Set every entry below down once more, exactly as it stands, without images.

**RECORDS SHOWN**
■ ■ ■ ■ ■ ■ ■
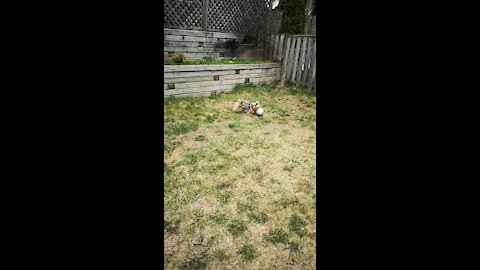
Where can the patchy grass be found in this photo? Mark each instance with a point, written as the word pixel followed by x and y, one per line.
pixel 239 190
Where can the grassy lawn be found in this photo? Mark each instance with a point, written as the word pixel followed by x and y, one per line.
pixel 239 190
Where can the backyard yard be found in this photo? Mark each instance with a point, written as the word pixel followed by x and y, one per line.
pixel 239 189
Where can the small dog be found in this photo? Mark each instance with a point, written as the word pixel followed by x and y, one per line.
pixel 247 106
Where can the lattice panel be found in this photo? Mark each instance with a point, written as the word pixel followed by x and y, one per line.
pixel 228 16
pixel 183 14
pixel 237 16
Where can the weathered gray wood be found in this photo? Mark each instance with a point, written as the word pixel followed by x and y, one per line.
pixel 272 39
pixel 204 49
pixel 208 80
pixel 281 48
pixel 168 43
pixel 200 39
pixel 285 59
pixel 275 46
pixel 228 85
pixel 290 58
pixel 296 58
pixel 269 46
pixel 304 35
pixel 176 68
pixel 211 73
pixel 308 61
pixel 301 64
pixel 180 32
pixel 305 62
pixel 313 65
pixel 200 94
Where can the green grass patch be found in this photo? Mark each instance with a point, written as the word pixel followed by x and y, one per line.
pixel 224 196
pixel 276 236
pixel 247 252
pixel 296 225
pixel 200 138
pixel 237 227
pixel 258 217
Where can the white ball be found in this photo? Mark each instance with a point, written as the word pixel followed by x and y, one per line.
pixel 259 111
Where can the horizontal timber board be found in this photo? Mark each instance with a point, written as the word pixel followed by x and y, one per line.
pixel 178 32
pixel 201 39
pixel 185 74
pixel 206 49
pixel 177 68
pixel 226 81
pixel 212 87
pixel 205 44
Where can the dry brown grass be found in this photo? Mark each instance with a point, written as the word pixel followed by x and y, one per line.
pixel 240 189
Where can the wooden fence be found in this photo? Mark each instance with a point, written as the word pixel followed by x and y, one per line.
pixel 198 44
pixel 206 80
pixel 297 53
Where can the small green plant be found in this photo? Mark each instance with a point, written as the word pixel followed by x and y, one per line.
pixel 248 252
pixel 171 226
pixel 296 225
pixel 200 138
pixel 219 217
pixel 237 227
pixel 224 196
pixel 179 58
pixel 220 255
pixel 258 217
pixel 276 236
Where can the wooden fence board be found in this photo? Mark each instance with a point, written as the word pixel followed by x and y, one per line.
pixel 285 59
pixel 281 48
pixel 290 58
pixel 301 63
pixel 313 64
pixel 177 68
pixel 296 57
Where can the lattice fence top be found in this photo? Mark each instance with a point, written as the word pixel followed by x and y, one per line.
pixel 229 16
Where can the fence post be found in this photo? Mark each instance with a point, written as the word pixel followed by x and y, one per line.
pixel 280 47
pixel 296 56
pixel 285 59
pixel 314 67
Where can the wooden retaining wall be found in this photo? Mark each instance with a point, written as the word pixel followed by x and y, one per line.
pixel 297 53
pixel 206 80
pixel 198 44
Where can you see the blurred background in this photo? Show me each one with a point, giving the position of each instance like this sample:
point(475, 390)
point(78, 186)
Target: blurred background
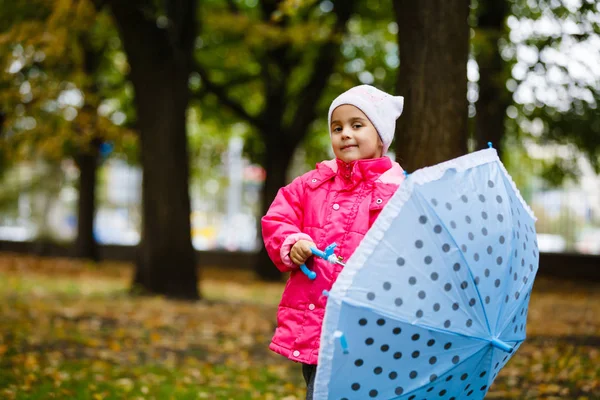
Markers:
point(246, 85)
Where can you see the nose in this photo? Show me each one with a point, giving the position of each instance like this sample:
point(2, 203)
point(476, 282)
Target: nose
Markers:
point(346, 133)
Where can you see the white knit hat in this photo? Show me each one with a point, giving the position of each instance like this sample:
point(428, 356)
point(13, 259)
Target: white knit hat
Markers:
point(381, 108)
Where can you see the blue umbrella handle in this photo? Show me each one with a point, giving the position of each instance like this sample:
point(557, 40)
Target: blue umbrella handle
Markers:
point(311, 274)
point(323, 254)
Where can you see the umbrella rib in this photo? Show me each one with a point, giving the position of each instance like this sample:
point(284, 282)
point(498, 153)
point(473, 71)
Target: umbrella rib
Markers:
point(455, 366)
point(424, 201)
point(510, 257)
point(391, 315)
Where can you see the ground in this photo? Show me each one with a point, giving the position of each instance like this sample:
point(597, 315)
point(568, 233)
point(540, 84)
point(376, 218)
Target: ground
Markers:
point(70, 330)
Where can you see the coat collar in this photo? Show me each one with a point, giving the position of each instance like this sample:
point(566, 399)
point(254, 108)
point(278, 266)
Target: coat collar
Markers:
point(381, 169)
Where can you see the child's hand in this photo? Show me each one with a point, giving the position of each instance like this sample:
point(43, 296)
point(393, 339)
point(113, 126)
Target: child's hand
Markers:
point(301, 251)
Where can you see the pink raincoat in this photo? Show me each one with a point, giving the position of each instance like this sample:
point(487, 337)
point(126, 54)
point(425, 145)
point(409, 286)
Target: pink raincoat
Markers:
point(336, 202)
■ ■ ■ ■ ■ ■ ■
**EXERCISE ANSWER**
Where can the patchy grass be found in this photo? Mark each instance with a point, written as the word pixel followed by x and y, one per line.
pixel 239 190
Where can the grassy lawn be found in this photo? Mark each instance with a point, written as the word pixel followed by x and y, one per line.
pixel 239 190
Where can the backyard yard be found in this photo? Mark each instance with a point, written as the word pixel followed by x and y, one per line.
pixel 239 189
Where can the small dog be found in this photo? Mark each instance with a point, written as the word pixel followed by x and y, one per line.
pixel 247 106
Where can the lattice panel be found in this photo? Mark each instance with a point, written as the word pixel followed by x and y, one per line.
pixel 228 16
pixel 183 14
pixel 237 16
Where can the weathered gray wood be found in this photo? Mark each instance with a point, written as the word pixel followed by x and y, one per line.
pixel 272 39
pixel 204 49
pixel 208 80
pixel 281 48
pixel 168 43
pixel 200 39
pixel 285 59
pixel 275 46
pixel 228 85
pixel 290 58
pixel 296 58
pixel 269 46
pixel 304 35
pixel 176 68
pixel 211 73
pixel 308 61
pixel 301 64
pixel 180 32
pixel 305 62
pixel 313 65
pixel 200 94
Where can the green grass patch be found in this photo? Mark each instance with a point, written as the word pixel followed by x and y, one per line.
pixel 224 196
pixel 276 236
pixel 247 252
pixel 296 225
pixel 200 138
pixel 237 227
pixel 258 217
Where can the white ball be found in this photo? Mark each instance with a point, written as the word pixel followed by x and y, one per line.
pixel 259 111
Where can the horizontal timber board be found in this photo? Mark each instance with a point, written as the word pixel followed by x and y, one per line.
pixel 178 32
pixel 201 39
pixel 185 74
pixel 206 49
pixel 177 68
pixel 226 81
pixel 212 87
pixel 205 44
Where can the dry brown grass be found in this photo? Mark each instance with a point, written as the word pixel followed by x and y, one per line.
pixel 240 189
Where can the wooden fence be found in this photo? Mark each instance with a point, written as the word pixel followed by x and y, one per line.
pixel 198 44
pixel 206 80
pixel 297 53
Where can the small green plant be found in this photo? Mark each instance with a point, written as the word pixel followed by x and y, one per line.
pixel 248 252
pixel 171 226
pixel 296 225
pixel 200 138
pixel 219 217
pixel 237 227
pixel 224 196
pixel 179 58
pixel 220 255
pixel 258 217
pixel 276 236
Where can the wooden fence board be found in this photo? Mark each instance with a point, written as the word pixel followed by x and y, one per line.
pixel 285 59
pixel 281 48
pixel 290 58
pixel 301 63
pixel 313 64
pixel 177 68
pixel 296 57
Where can the lattice fence top be found in this photo? Mark each instance with a point, written as the word pixel followed by x and y, one per line.
pixel 229 16
Where can the fence post be found in this photo? Mark each instance with a point, written as the word pixel followed by x and y, one per line.
pixel 280 47
pixel 296 56
pixel 285 59
pixel 314 67
Where can the wooden retaining wall be found in this photo? Mark each instance with a point, written as the word pixel followed by x and y, one per line.
pixel 297 53
pixel 206 80
pixel 198 44
Where can you see the blurred background in this photo? Show me each one with a point, giving the position of each instance like this sample:
point(475, 390)
point(78, 186)
Target: blurred background
Markers:
point(246, 85)
Where can you see the nose in this photo? Show me each one with a point, giving the position of each instance like this sample:
point(2, 203)
point(476, 282)
Target: nose
Markers:
point(346, 133)
Where can you see the white knit hat in this photo? Show me each one with a point, giving the position of each instance like this sample:
point(428, 356)
point(13, 259)
Target: white knit hat
Markers:
point(381, 108)
Where can you see the blue umbrella handle in this photo? Show me each one with a point, giving the position of each instance like this sample:
point(557, 40)
Target: blue umbrella handle
Markers:
point(311, 274)
point(323, 254)
Where can you see the umbrella rib in this photo? Show me each one with a point, giving the position of each instance like this sample:
point(284, 282)
point(498, 153)
point(473, 71)
Target: umbrella rib
Markers:
point(455, 366)
point(424, 201)
point(510, 257)
point(391, 315)
Where can you see the ground in this photo? Show me each one with a point, giving the position of each instance like this sample:
point(597, 315)
point(568, 233)
point(540, 84)
point(376, 218)
Target: ground
Markers:
point(70, 330)
Where can you see the coat collar in this photo? Show me each one with a point, giving the position of each instance like this sample:
point(566, 399)
point(254, 108)
point(278, 266)
Target: coat collar
Markers:
point(381, 169)
Where can you see the child's hand in this photo? Show me each one with a point, giving the position of each instance like this sample:
point(43, 296)
point(393, 339)
point(113, 126)
Target: child's hand
Markers:
point(301, 251)
Where can you see the pink raincoat in this photo? Show me each one with a point, giving the position of each instance like this sample:
point(487, 337)
point(126, 54)
point(425, 145)
point(409, 286)
Target: pink raincoat
Markers:
point(336, 202)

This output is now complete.